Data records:
====
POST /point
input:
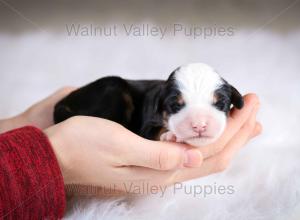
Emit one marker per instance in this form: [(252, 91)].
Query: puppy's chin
[(200, 141)]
====
AIM:
Update the rows above by replacing "chin" with "snout" and changing nothing else. Leave out the pictures.

SOLUTION TO THE EXERCISE:
POST /point
input:
Emit one marker per instance in this form: [(252, 91)].
Query: puppy's snout
[(200, 141)]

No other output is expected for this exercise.